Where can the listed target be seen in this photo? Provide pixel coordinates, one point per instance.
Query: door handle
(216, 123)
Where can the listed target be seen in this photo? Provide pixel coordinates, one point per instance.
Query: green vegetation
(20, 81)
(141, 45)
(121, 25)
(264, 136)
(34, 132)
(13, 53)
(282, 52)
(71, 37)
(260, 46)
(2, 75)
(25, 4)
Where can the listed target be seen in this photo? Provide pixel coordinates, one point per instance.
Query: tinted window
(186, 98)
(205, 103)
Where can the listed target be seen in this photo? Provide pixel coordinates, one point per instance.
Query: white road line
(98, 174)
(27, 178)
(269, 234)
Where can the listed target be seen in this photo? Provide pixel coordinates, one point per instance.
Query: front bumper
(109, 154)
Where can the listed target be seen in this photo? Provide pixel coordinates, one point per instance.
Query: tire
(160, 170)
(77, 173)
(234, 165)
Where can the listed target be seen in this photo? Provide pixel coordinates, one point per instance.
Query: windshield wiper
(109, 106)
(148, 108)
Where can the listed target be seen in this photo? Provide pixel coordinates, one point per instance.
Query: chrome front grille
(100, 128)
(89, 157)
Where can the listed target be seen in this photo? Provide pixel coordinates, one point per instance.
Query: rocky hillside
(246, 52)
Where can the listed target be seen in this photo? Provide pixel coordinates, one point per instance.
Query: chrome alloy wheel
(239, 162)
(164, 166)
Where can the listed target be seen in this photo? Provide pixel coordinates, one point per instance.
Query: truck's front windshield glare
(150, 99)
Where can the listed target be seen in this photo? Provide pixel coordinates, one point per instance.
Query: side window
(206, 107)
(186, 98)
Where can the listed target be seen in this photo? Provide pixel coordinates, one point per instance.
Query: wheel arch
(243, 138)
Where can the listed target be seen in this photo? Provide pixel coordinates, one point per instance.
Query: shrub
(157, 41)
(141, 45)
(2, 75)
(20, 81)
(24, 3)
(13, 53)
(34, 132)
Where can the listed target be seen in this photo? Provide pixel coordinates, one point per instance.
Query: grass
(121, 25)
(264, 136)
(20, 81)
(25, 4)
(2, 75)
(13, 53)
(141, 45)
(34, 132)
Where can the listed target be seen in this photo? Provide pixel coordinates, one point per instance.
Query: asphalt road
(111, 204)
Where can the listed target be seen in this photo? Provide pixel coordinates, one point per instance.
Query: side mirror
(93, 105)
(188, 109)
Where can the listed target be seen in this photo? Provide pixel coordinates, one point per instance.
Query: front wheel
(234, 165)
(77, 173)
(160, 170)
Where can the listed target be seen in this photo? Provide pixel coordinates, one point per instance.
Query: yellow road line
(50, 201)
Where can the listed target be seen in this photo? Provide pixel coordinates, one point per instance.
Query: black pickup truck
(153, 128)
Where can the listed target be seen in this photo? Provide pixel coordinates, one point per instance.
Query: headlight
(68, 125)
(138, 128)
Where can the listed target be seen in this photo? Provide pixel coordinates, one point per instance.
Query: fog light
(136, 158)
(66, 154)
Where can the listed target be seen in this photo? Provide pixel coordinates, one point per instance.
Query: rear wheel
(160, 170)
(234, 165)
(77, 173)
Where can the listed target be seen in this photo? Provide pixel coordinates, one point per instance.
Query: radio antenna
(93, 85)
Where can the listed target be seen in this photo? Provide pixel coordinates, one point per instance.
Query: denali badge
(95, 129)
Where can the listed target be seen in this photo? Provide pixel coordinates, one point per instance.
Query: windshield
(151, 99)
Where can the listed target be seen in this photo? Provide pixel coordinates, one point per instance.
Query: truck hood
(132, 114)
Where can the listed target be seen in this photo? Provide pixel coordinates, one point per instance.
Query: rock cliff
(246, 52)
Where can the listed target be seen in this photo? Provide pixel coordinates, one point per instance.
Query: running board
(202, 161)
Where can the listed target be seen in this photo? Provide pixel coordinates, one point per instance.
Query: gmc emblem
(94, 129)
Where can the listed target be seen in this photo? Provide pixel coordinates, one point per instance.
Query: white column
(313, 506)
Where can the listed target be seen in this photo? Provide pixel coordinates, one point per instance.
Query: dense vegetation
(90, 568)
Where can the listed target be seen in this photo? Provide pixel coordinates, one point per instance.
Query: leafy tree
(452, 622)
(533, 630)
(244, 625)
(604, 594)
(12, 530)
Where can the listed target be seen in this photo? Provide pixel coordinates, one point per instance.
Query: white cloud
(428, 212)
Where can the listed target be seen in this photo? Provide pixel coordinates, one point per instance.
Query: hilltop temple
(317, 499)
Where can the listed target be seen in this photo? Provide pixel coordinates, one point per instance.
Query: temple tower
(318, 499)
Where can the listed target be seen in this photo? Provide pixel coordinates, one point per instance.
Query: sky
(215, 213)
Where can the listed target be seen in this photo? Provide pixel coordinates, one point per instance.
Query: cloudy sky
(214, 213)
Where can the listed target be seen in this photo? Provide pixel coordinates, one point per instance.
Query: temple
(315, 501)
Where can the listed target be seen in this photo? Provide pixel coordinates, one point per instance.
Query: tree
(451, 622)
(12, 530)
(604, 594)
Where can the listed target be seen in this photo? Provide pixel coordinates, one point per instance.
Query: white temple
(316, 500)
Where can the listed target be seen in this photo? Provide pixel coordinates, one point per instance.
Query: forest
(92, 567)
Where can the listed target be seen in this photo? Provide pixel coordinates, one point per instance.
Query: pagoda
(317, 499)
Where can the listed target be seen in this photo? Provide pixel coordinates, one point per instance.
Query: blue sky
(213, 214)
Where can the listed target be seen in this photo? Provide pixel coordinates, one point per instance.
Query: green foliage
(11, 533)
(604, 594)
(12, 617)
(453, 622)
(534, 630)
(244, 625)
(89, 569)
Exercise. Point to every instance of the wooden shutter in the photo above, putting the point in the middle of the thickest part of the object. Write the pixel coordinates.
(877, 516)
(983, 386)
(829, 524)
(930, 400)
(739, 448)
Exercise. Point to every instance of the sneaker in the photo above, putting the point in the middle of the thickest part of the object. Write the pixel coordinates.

## Prompt
Copy out the material, keeping every line exactly as it is.

## Written answer
Where can the listed target be seen in this photo? Provide pixel coordinates, one point per instance.
Query: door handle
(216, 123)
Where can the listed target be seen in this photo? Provide pixel coordinates, one point per instance.
Query: green vegetation
(20, 81)
(141, 45)
(121, 25)
(264, 136)
(34, 132)
(13, 53)
(282, 52)
(71, 37)
(260, 46)
(2, 75)
(25, 4)
Where can the listed target be seen in this photo? Provide pixel coordinates, one point per instance.
Query: tinted window
(186, 98)
(205, 103)
Where can the listed target be seen in this photo? Provide pixel coordinates, one point per instance.
Query: white road line
(98, 174)
(27, 178)
(269, 234)
Where can the listed target be seen in this photo? Provide pixel coordinates, one point per instance.
Query: front bumper
(109, 154)
Where can the listed target be seen in this photo? Provide pixel coordinates, one point per instance.
Query: tire
(160, 170)
(77, 173)
(234, 165)
Where can the listed target be seen in this photo? Provide pixel coordinates, one point per instance.
Query: windshield wiper
(109, 106)
(148, 108)
Where can the listed target be seen in this photo? Provide pixel coordinates, one point per instance.
Query: chrome front grille
(100, 128)
(89, 157)
Where can the listed target be seen in this photo? Provide pixel coordinates, one point per instance.
Query: rocky hillside
(246, 52)
Where can the listed target be seen in this photo? Provide pixel coordinates, one point per instance.
Query: chrome alloy wheel
(239, 162)
(164, 166)
Where can the listed target be seen in this photo? Provide pixel coordinates, one point per instance.
Query: truck's front windshield glare
(150, 99)
Where can the listed target be seen in this photo? Provide pixel coordinates, one point per instance.
Query: side window
(206, 107)
(186, 98)
Where can the listed target be seen in this photo? Provide pixel coordinates, one point per instance.
Query: wheel arch
(243, 138)
Where can the listed target be seen in this photo? Provide pixel coordinates, one point per instance.
Query: shrub
(157, 41)
(141, 45)
(2, 75)
(20, 81)
(24, 3)
(13, 53)
(34, 132)
Where can the listed target be seen in this photo? Provide pixel coordinates, one point per instance.
Query: grass
(121, 25)
(264, 136)
(20, 81)
(25, 4)
(2, 75)
(13, 53)
(141, 45)
(34, 132)
Where can the listed target be seen in this photo? Provide pixel coordinates, one point per instance.
Query: asphalt road
(111, 204)
Where can the listed target be seen in this photo? Provide pixel coordinates, one point per instance.
Query: side mirror
(93, 105)
(188, 109)
Where can the listed target be seen in this photo? Provide pixel coordinates, one point per instance.
Query: front wheel
(234, 165)
(77, 173)
(160, 170)
Where can the listed target be seen in this photo? Provide pixel coordinates, one point per instance.
Query: yellow road line
(50, 201)
Where can the listed target be seen in this photo? Provide pixel coordinates, one point per instance.
Query: black pickup truck
(153, 128)
Where can the listed target be seen in this photo? Provide pixel coordinates, one point per instance.
Query: headlight
(68, 125)
(138, 128)
Where can the listed target be seen in this photo? Provide pixel coordinates, one point per instance.
Query: fog light
(136, 158)
(66, 154)
Where can the listed target be seen in this photo? Provide pixel coordinates, one point per instance.
Query: rear wheel
(160, 170)
(234, 165)
(77, 173)
Where can the listed target be seen in this photo? Provide pixel coordinates, one point per instance.
Query: radio antenna
(93, 85)
Where can the listed target be seen in this photo? Provide pixel coordinates, one point per instance.
Query: denali badge
(95, 129)
Where can the listed target be seen in this photo? Provide pixel coordinates, one point per instance.
Query: windshield
(151, 99)
Where can the listed target be seen in this photo? Provide pixel coordinates, one point per instance.
Query: truck hood
(132, 114)
Where can the listed target be seen in this photo? Provide pixel coordinates, one point per instance.
Query: rock cliff
(246, 52)
Where can the listed target be seen in this photo? Provide pixel coordinates, one point per instance.
Query: running board
(202, 161)
Where can the listed target be seen in this photo? Provide pixel coordinates, one point per instance.
Query: gmc emblem
(94, 129)
Where can the listed target be seen in this photo? Provide pixel coordinates, one point per instance.
Query: white column
(313, 506)
Where can the listed target be seen in this photo? Provide pixel coordinates, one point per instance.
Query: dense vegetation
(90, 568)
Where can the listed target be seen in this photo? Provide pixel coordinates, one point per instance.
Query: leafy tree
(452, 622)
(533, 630)
(244, 625)
(604, 594)
(12, 530)
Where can the listed target be seen in this photo? Provide pixel coordinates, one point per instance.
Query: white cloud
(428, 212)
Where can the listed target be seen in this photo? Provide pixel coordinates, one point per instance.
Query: hilltop temple
(317, 499)
Where can the listed target be seen in this photo? Provide pixel coordinates, one point per instance.
Query: temple tower
(318, 499)
Where can the listed target be seen in this photo? Provide pixel coordinates, one point per instance.
Query: sky
(215, 213)
Where can the listed target be seen in this photo? Provide pixel coordinates, one point per instance.
Query: cloudy sky
(214, 213)
Where can the listed target be seen in this photo? Provide pixel coordinates, one point per instance.
Query: temple
(315, 501)
Where can the listed target be seen in this photo? Provide pixel coordinates, one point per instance.
Query: tree
(451, 622)
(12, 530)
(604, 594)
Where can the listed target be seen in this photo? Provide pixel coordinates, one point per instance.
Query: white temple
(316, 500)
Where can the listed target be seen in this photo? Provide pixel coordinates, one point per instance.
Query: forest
(92, 567)
Where can the listed target be seen in this photo? Provide pixel coordinates, one point per instance.
Query: pagoda
(317, 499)
Where can the listed target be seen in this photo? Provide pixel coordinates, one point per instance.
Query: blue sky
(213, 214)
Where can the listed target be seen in this photo? Provide pixel coordinates, one point per instance.
Query: green foliage
(11, 533)
(604, 594)
(12, 617)
(453, 622)
(534, 630)
(244, 625)
(89, 569)
Exercise. Point to every instance of the wooden shutter in the photo above, putting the point in the middle of the thickest part of the object. Write the pixel coordinates.
(877, 516)
(983, 386)
(829, 524)
(930, 400)
(739, 448)
Exercise. Point to every instance of the sneaker in the photo above, putting the point in the middle of the thickest part of the object. Write the pixel coordinates.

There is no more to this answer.